--- START OF DATA FOR THIS TASK ---
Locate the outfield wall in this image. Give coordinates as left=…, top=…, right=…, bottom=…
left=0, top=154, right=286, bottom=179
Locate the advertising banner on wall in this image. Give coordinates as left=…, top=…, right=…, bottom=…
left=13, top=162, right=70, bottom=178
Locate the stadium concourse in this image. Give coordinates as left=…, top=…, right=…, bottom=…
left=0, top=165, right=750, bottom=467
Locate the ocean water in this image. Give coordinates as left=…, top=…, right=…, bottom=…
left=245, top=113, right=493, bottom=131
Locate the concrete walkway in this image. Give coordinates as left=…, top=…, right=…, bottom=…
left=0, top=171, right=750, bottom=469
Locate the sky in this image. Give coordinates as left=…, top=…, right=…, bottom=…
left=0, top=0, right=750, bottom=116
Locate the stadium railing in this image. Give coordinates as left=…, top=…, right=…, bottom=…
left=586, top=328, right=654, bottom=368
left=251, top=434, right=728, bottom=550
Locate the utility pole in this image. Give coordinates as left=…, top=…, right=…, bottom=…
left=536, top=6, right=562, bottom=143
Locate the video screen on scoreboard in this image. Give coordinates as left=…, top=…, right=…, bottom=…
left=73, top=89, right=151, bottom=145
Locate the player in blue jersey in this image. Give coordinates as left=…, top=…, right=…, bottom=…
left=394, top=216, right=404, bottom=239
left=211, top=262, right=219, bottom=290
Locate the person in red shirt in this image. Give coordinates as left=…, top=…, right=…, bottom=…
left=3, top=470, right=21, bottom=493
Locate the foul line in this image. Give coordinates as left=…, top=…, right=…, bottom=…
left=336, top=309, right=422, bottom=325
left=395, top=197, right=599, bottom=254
--- END OF DATA FOR THIS TASK ---
→ **INSTRUCTIONS FOR THE TASK**:
Output these data as a JSON list of strings, with one string for each line and no strings for blank lines.

→ **COMPLETE RESPONSE**:
[
  "Locate the outfield wall in this image. Give coordinates as left=…, top=…, right=…, bottom=…",
  "left=0, top=154, right=286, bottom=179",
  "Locate the advertising banner on wall in this image. Give coordinates as left=…, top=…, right=…, bottom=…",
  "left=13, top=162, right=70, bottom=178",
  "Locate the stadium concourse in this image. Give coordinates as left=…, top=…, right=…, bottom=…",
  "left=0, top=165, right=750, bottom=467",
  "Locate the ocean water in this image. Give coordinates as left=…, top=…, right=…, bottom=…",
  "left=245, top=113, right=493, bottom=131",
  "Locate the concrete walkway in this image. Give coordinates as left=…, top=…, right=…, bottom=…",
  "left=0, top=171, right=750, bottom=469",
  "Locate the sky in this image. Give coordinates as left=…, top=…, right=…, bottom=…",
  "left=0, top=0, right=750, bottom=116",
  "Locate the stadium railing in this image. Give coordinates as left=…, top=…, right=…, bottom=…",
  "left=586, top=328, right=654, bottom=368",
  "left=251, top=434, right=728, bottom=550",
  "Locate the utility pole in this image. Give coordinates as left=…, top=…, right=…, bottom=…",
  "left=536, top=6, right=562, bottom=143",
  "Locate the video screen on scoreboard in this image. Give coordinates as left=…, top=…, right=…, bottom=…",
  "left=73, top=89, right=151, bottom=145",
  "Locate the player in blue jersey in this image. Give coordinates as left=…, top=…, right=…, bottom=…",
  "left=394, top=216, right=404, bottom=239",
  "left=211, top=262, right=219, bottom=290",
  "Locate the person in red shirt in this image. Give coordinates as left=…, top=…, right=…, bottom=…",
  "left=3, top=470, right=21, bottom=493",
  "Locate the foul line in this image. Give coordinates as left=…, top=…, right=…, bottom=…",
  "left=336, top=309, right=422, bottom=325",
  "left=395, top=197, right=599, bottom=254"
]